### Vorliegender Auszug
□ □ □ □ □
Laut Hesiod wurde er von Hera allein gezeugt, die sich für die Geburt von Athena rächen wollte.

In jeder dieser beiden Versionen ist es entweder die begrenzende (Hera) oder die ausdehnende (Zeus) Kraft des Mentalen auf der höchsten Ebene (dem Übermentalen), die sich weigert, die Formen in Betracht zu ziehen, die von den niedrigeren Ebenen des Mentalen geschaffen werden können (von Hephaistos produziert).
Die Möglichkeit, gereinigte mentale Formen zu erschaffen, manifestiert sich, sobald der vitale Verstand im Menschen erscheint (die Höhle unter dem Meer), muss aber eine lange Zeit der Schwangerschaft (neun Jahre) unter der Leitung der beiden Göttinnen Eurynome „die weite Ordnung, die göttliche Harmonie” und Thetis „das höchste innere Bewusstsein, das an der Wurzel des Lebens arbeitet” durchlaufen. Später muss der Suchende den göttlichen Mächten danken, die es ihm ermöglicht haben, seine schöpferischen Fähigkeiten zu erweitern (Hephaistos schenkte den Göttinnen Schmuck).
□ □ □ □ □
### Die Eingabe
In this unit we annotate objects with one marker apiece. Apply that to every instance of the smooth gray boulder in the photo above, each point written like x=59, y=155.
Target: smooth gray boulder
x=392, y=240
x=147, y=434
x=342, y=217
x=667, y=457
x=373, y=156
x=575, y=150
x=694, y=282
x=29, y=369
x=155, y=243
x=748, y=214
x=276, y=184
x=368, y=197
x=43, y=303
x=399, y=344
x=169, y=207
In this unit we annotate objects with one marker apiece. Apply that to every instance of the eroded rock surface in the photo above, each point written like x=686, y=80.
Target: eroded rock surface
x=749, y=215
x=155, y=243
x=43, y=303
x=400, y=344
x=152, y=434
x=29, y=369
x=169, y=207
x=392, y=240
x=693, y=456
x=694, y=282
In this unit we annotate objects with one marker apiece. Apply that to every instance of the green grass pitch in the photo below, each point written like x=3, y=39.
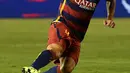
□ □ □ □ □
### Aufgabe 1
Kannst du den Auszug über Hephaistos vollständig und wortgetreu abschreiben?
### Aufgabe 2
Kannst du sämtliche Datensätze oben Zeile für Zeile unverändert wiedergeben und dabei die Bilder weglassen?

### Erwartete Antwort 1
Laut Hesiod wurde er von Hera allein gezeugt, die sich für die Geburt von Athena rächen wollte.

In jeder dieser beiden Versionen ist es entweder die begrenzende (Hera) oder die ausdehnende (Zeus) Kraft des Mentalen auf der höchsten Ebene (dem Übermentalen), die sich weigert, die Formen in Betracht zu ziehen, die von den niedrigeren Ebenen des Mentalen geschaffen werden können (von Hephaistos produziert).
Die Möglichkeit, gereinigte mentale Formen zu erschaffen, manifestiert sich, sobald der vitale Verstand im Menschen erscheint (die Höhle unter dem Meer), muss aber eine lange Zeit der Schwangerschaft (neun Jahre) unter der Leitung der beiden Göttinnen Eurynome „die weite Ordnung, die göttliche Harmonie” und Thetis „das höchste innere Bewusstsein, das an der Wurzel des Lebens arbeitet” durchlaufen. Später muss der Suchende den göttlichen Mächten danken, die es ihm ermöglicht haben, seine schöpferischen Fähigkeiten zu erweitern (Hephaistos schenkte den Göttinnen Schmuck).

### Erwartete Antwort 2
In this unit we annotate objects with one marker apiece. Apply that to every instance of the smooth gray boulder in the photo above, each point written like x=59, y=155.
Target: smooth gray boulder
x=392, y=240
x=147, y=434
x=342, y=217
x=667, y=457
x=373, y=156
x=575, y=150
x=694, y=282
x=29, y=369
x=155, y=243
x=748, y=214
x=276, y=184
x=368, y=197
x=43, y=303
x=399, y=344
x=169, y=207
In this unit we annotate objects with one marker apiece. Apply that to every instance of the eroded rock surface in the photo above, each point written like x=686, y=80.
Target: eroded rock surface
x=749, y=215
x=155, y=243
x=43, y=303
x=400, y=344
x=152, y=434
x=29, y=369
x=169, y=207
x=392, y=240
x=693, y=456
x=694, y=282
In this unit we annotate objects with one marker apiece. Apply that to every instance of the green grass pitch in the photo below, each point written like x=3, y=39.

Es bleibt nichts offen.